What is required:
If a line of the material contains "shoulder", copy it.
^^^^^^^^^^^^^^^^
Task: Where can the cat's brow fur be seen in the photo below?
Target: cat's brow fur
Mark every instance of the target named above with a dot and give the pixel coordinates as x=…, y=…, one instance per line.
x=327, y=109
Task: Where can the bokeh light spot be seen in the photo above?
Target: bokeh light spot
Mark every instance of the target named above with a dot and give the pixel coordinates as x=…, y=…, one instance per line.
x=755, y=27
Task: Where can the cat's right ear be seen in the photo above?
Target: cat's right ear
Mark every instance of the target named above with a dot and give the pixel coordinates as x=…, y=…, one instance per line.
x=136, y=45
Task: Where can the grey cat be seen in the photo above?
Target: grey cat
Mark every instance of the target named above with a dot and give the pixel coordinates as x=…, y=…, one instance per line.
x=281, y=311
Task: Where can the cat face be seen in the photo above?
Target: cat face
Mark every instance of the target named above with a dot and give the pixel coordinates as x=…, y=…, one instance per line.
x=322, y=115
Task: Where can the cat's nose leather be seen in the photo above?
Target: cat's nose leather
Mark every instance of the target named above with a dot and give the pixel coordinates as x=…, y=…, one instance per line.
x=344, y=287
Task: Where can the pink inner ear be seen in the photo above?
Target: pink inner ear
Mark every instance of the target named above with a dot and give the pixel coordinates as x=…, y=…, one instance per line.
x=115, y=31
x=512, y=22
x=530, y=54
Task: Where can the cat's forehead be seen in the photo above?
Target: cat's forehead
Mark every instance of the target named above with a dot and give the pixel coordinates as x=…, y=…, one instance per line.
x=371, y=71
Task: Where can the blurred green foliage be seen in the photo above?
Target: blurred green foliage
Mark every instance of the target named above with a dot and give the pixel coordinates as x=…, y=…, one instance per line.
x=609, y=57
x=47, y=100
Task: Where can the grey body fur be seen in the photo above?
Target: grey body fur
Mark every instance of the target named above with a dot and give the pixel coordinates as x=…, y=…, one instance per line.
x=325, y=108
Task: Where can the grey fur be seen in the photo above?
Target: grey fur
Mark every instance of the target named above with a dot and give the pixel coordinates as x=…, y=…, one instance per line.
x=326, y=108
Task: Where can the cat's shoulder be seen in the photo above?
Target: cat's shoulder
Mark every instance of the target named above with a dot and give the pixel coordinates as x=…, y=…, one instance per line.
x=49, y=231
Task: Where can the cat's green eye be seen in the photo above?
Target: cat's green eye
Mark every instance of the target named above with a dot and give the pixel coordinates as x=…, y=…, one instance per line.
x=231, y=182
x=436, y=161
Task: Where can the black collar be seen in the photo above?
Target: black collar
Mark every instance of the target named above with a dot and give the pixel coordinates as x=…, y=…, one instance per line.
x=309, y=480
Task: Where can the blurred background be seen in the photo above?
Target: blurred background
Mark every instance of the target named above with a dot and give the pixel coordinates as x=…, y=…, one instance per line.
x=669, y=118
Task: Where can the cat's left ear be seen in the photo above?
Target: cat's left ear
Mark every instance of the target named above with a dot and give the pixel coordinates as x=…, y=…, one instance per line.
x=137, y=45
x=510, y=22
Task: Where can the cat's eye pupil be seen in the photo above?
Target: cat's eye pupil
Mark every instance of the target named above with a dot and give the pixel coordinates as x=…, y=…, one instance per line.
^^^^^^^^^^^^^^^^
Answer area:
Task: Where can the cat's shoulder be seen in the photo above?
Target: cat's shoulder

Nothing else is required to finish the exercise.